**SUPPLIED MATERIAL:**
= Beginning of Section =
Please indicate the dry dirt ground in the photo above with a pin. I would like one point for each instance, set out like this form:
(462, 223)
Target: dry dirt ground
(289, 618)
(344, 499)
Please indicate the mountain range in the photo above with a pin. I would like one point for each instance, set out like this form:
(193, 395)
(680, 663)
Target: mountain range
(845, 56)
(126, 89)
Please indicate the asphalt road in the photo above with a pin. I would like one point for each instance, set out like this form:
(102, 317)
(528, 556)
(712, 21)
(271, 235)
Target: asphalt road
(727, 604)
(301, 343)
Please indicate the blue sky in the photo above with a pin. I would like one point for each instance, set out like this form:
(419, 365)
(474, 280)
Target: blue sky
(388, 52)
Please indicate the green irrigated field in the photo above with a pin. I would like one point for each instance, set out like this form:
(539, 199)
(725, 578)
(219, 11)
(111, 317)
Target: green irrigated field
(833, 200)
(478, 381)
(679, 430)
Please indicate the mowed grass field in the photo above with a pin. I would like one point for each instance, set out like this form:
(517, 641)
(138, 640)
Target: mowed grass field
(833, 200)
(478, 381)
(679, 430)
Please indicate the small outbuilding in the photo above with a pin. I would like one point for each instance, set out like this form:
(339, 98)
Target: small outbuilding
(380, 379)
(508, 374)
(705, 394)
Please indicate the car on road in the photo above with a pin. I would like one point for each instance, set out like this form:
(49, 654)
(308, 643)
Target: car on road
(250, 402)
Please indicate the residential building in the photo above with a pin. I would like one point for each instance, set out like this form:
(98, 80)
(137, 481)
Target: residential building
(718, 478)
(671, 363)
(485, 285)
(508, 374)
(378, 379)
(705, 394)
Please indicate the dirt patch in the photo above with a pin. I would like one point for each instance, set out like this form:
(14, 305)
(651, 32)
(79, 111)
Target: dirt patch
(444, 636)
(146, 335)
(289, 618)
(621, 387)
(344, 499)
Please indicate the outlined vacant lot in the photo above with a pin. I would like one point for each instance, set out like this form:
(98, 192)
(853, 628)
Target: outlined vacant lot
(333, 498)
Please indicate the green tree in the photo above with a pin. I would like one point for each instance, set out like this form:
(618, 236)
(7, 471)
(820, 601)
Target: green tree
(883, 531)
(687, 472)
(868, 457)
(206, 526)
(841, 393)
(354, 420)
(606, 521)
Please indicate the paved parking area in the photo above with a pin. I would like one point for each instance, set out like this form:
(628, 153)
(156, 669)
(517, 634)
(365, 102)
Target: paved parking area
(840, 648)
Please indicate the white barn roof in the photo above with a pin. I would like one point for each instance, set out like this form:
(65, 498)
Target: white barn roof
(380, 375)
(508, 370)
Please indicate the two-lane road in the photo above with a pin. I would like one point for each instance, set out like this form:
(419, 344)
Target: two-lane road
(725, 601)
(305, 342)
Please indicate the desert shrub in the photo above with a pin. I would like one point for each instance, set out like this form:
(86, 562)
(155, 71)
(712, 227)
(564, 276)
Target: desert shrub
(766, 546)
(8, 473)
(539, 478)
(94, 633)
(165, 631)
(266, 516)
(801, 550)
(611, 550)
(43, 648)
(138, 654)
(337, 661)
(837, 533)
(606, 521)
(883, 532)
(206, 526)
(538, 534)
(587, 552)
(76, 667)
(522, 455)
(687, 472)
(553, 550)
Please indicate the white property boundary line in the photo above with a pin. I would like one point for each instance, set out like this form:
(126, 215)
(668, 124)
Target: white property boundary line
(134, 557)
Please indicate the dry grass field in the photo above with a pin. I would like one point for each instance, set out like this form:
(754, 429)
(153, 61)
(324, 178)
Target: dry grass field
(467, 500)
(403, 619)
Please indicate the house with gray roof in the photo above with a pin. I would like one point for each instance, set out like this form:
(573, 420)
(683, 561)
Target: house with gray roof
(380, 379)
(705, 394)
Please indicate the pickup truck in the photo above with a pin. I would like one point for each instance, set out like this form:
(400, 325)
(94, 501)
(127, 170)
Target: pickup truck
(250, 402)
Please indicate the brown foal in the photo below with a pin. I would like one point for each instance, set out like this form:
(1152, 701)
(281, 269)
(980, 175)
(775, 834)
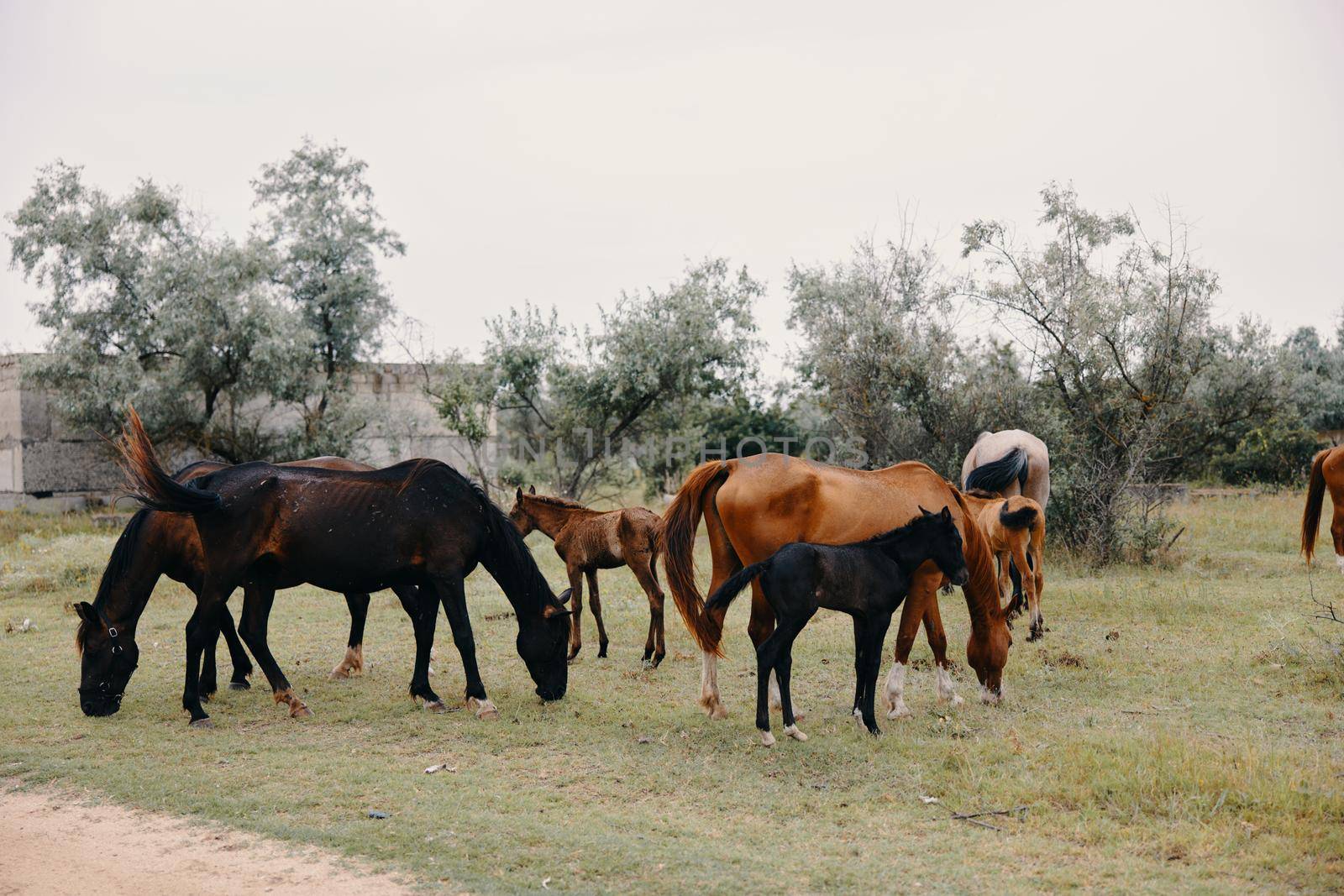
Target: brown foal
= End of Section =
Determine how many lines in the preceding records include the word "foal". The answer is that number alone.

**WRITTEN REPLY:** 2